• _WHAT YOU NEED TO DO_
The required output consists solely of the lines from the line containing "Pick out every instance of the bright" through the end of the records, copied exactly.

#### EXCERPTED DATA ####

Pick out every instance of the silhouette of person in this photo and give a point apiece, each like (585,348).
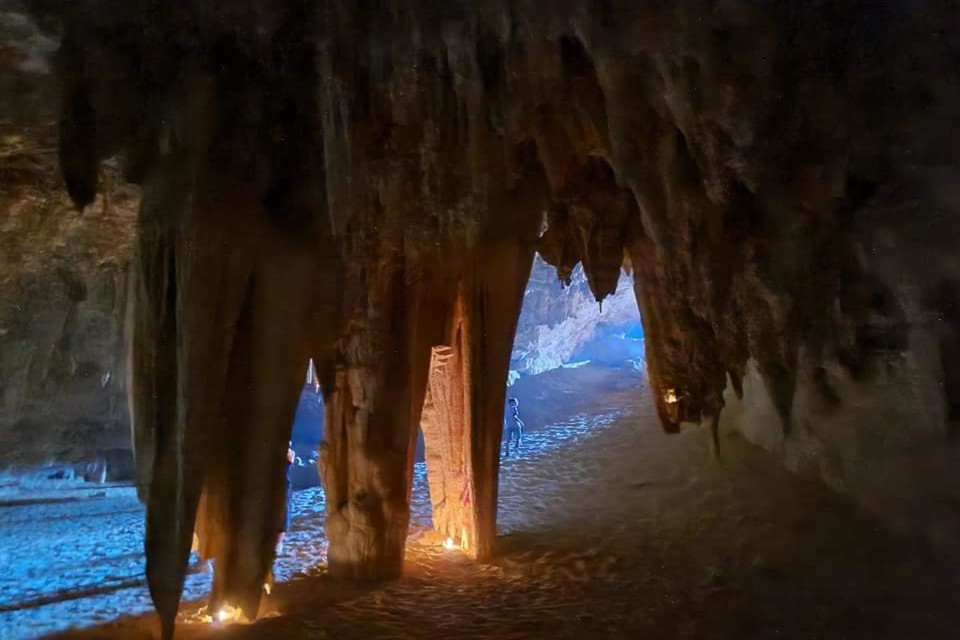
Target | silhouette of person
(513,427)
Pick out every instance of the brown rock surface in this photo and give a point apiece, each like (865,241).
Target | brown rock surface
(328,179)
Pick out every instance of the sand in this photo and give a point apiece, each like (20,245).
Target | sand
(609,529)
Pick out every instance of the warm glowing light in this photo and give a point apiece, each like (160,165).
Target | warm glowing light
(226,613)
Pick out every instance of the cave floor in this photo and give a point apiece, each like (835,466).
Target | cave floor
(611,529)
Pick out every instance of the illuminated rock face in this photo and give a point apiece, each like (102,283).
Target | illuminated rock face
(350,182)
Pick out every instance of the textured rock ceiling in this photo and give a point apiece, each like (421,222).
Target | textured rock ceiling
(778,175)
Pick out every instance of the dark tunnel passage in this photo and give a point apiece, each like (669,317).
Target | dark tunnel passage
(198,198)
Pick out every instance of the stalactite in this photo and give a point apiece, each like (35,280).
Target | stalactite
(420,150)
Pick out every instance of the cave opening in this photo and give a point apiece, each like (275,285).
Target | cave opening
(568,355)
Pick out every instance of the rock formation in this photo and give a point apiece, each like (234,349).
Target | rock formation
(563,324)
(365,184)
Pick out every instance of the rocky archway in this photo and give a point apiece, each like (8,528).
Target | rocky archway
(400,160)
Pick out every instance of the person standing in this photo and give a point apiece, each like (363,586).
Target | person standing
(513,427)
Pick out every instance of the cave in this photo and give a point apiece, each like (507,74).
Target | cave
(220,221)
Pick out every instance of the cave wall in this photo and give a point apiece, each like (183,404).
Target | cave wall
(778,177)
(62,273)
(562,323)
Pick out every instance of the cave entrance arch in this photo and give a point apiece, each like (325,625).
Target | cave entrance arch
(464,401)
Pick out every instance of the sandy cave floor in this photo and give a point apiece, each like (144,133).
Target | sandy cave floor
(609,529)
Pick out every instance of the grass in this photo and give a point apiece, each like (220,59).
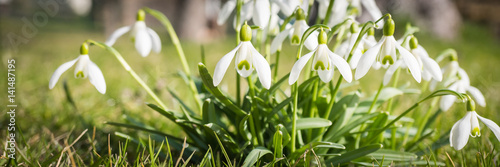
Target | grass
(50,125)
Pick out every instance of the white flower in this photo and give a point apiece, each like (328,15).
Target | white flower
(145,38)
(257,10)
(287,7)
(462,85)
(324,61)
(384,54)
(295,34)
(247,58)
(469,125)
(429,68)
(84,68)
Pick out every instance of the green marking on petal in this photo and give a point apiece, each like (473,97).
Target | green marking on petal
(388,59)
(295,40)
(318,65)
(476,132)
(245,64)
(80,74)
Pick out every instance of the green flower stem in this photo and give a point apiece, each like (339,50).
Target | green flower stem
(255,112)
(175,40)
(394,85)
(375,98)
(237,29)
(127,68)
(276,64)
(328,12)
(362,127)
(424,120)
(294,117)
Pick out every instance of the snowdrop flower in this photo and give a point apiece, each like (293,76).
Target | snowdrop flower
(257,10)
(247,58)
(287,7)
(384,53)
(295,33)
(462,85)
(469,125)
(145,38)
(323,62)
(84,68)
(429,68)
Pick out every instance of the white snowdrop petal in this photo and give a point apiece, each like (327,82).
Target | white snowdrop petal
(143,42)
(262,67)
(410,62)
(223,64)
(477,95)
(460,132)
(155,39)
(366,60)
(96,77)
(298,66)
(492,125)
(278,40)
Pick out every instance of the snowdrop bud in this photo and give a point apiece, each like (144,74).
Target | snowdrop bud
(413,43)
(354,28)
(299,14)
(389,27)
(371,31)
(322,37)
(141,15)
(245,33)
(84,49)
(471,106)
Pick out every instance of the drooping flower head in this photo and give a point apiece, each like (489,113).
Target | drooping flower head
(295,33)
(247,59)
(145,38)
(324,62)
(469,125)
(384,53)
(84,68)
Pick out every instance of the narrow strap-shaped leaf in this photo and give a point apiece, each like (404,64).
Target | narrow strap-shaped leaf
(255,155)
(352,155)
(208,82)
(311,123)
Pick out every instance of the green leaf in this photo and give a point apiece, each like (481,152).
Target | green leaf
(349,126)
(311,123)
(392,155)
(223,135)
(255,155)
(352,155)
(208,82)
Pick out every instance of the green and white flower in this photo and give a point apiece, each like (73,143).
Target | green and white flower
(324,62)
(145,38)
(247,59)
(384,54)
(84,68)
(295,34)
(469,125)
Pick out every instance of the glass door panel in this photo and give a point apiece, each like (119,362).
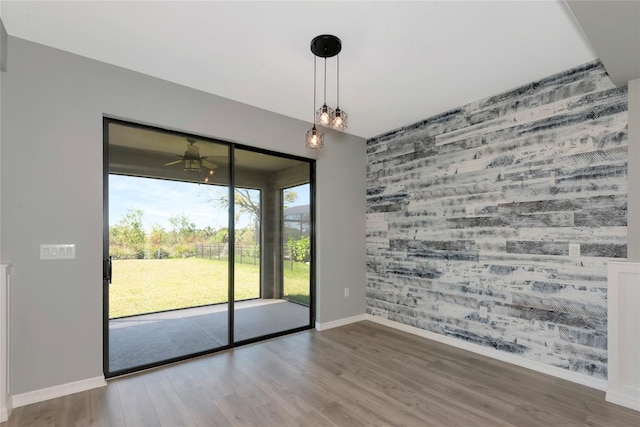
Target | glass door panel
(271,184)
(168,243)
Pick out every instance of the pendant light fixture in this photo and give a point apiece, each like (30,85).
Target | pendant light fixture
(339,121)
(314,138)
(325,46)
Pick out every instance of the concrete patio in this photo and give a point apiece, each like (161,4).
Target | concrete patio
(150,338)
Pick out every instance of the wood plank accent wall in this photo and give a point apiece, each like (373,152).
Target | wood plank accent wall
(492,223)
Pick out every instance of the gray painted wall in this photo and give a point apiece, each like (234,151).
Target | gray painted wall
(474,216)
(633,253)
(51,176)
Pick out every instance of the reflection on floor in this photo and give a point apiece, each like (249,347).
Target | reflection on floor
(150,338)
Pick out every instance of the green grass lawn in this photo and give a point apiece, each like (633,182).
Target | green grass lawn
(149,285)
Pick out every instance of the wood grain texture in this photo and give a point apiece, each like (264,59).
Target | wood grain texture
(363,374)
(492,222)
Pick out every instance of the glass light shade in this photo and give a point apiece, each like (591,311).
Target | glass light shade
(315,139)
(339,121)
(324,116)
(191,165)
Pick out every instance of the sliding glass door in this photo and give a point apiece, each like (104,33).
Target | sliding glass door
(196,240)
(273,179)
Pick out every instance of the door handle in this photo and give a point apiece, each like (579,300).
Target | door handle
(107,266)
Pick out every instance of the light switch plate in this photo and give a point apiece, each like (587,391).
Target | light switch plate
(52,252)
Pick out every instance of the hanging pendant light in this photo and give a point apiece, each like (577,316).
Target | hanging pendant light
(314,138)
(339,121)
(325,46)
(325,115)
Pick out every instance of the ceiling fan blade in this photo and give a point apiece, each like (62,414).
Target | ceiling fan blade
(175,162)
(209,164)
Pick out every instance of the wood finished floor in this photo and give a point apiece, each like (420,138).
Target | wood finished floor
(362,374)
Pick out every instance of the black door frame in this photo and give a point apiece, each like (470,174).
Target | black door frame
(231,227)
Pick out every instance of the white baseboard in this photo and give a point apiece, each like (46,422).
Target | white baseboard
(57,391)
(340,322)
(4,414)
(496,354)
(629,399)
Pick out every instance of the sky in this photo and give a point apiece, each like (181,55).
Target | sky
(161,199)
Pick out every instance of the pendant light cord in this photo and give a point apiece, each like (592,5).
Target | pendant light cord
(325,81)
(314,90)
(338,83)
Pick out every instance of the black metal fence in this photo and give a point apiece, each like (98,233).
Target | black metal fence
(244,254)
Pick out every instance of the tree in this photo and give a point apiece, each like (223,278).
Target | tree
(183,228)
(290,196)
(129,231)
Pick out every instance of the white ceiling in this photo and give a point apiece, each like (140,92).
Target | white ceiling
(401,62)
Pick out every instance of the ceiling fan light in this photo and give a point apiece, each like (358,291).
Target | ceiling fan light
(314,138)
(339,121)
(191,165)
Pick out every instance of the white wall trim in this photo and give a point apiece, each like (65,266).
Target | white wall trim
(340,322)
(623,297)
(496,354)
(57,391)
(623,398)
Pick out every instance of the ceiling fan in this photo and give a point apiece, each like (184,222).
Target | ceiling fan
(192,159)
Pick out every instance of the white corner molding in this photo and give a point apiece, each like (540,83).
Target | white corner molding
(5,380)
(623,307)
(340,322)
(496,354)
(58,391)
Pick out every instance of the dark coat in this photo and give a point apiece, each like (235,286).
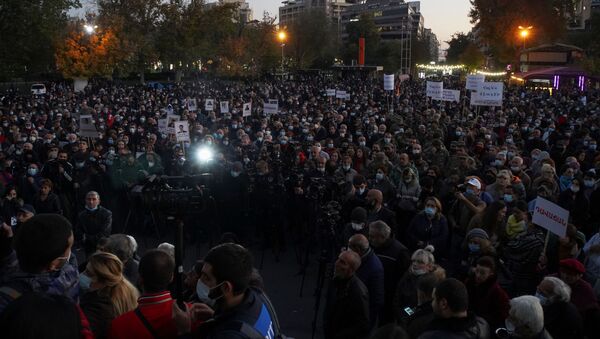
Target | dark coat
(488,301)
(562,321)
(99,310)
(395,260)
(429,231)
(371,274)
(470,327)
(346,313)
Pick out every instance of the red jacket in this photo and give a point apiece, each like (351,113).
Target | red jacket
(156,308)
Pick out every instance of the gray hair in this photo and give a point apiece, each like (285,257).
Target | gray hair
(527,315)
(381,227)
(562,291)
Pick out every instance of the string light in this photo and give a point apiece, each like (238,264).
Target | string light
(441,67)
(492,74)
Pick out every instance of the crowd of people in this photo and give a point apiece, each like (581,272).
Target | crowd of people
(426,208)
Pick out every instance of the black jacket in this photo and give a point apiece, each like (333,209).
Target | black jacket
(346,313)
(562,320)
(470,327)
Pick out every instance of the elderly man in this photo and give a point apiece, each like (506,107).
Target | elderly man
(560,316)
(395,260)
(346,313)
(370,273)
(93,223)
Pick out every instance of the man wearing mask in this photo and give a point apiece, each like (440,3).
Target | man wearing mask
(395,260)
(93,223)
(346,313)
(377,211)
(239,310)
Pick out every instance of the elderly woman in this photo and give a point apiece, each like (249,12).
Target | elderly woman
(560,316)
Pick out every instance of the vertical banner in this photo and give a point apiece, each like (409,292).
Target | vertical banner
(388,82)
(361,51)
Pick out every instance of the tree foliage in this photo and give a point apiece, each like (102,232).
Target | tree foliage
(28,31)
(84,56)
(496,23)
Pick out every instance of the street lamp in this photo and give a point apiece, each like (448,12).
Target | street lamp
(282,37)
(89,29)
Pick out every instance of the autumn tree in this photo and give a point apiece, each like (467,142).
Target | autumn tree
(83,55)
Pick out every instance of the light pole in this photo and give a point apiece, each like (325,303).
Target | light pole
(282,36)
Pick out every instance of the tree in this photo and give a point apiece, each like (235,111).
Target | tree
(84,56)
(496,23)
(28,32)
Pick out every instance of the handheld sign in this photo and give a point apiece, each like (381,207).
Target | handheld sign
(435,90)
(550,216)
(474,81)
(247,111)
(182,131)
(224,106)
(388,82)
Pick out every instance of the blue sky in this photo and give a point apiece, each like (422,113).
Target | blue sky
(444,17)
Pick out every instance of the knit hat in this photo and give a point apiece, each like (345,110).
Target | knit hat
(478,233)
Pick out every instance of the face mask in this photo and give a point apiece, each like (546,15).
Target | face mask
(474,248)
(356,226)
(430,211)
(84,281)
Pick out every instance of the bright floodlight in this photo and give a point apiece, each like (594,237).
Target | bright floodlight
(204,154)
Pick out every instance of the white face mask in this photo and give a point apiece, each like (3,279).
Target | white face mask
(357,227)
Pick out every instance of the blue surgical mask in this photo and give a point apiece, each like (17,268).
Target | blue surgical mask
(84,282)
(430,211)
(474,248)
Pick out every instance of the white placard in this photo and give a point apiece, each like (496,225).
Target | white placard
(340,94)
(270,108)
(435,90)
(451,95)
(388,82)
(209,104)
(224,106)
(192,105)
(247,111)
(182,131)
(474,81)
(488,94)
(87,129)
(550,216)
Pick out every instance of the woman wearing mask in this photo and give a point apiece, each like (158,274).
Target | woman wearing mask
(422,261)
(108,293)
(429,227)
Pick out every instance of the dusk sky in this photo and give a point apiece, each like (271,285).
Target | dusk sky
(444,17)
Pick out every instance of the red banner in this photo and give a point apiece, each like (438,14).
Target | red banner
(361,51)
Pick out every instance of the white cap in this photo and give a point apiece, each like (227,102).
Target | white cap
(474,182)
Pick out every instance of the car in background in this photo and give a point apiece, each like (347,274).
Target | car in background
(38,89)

####

• _SOLUTION_
Pick out every instance of the bright floodlight in this photo and give a point apiece, each like (594,237).
Target | bright floodlight
(204,154)
Pick out every instance of the white face mask in this photo and give a point apiece, each like (3,279).
Target | white face mask
(357,227)
Pick out every instance of the blue surgical mask in this photo and give a point apiece, each like (17,268).
Target | blue surgical mask
(84,282)
(430,211)
(474,248)
Pick out every instance of the white placard in this photo and give a point apiece, each like (496,225).
Target | white placard
(340,94)
(270,108)
(435,90)
(451,95)
(388,82)
(209,104)
(224,106)
(192,105)
(247,111)
(182,131)
(474,81)
(488,94)
(87,129)
(550,216)
Pick out every instance of the woman wearing mask in this photo and give a point apiece, each like (158,274).
Target | woman wearing mask
(422,261)
(108,293)
(429,227)
Pick out every instance of the dusk sky in this photo and give a point apiece, each like (271,285).
Target | dusk sky
(444,17)
Pick out every instance of the red banner in this photo and give a point apiece, each like (438,14).
Target | red banner
(361,51)
Pick out every instance of the white cap in this photo and give a point apiece, each like (227,102).
Target | white cap
(474,182)
Pick out every instance of the car in background in this photo and give a point apiece, each like (347,274).
Target | car in background
(38,89)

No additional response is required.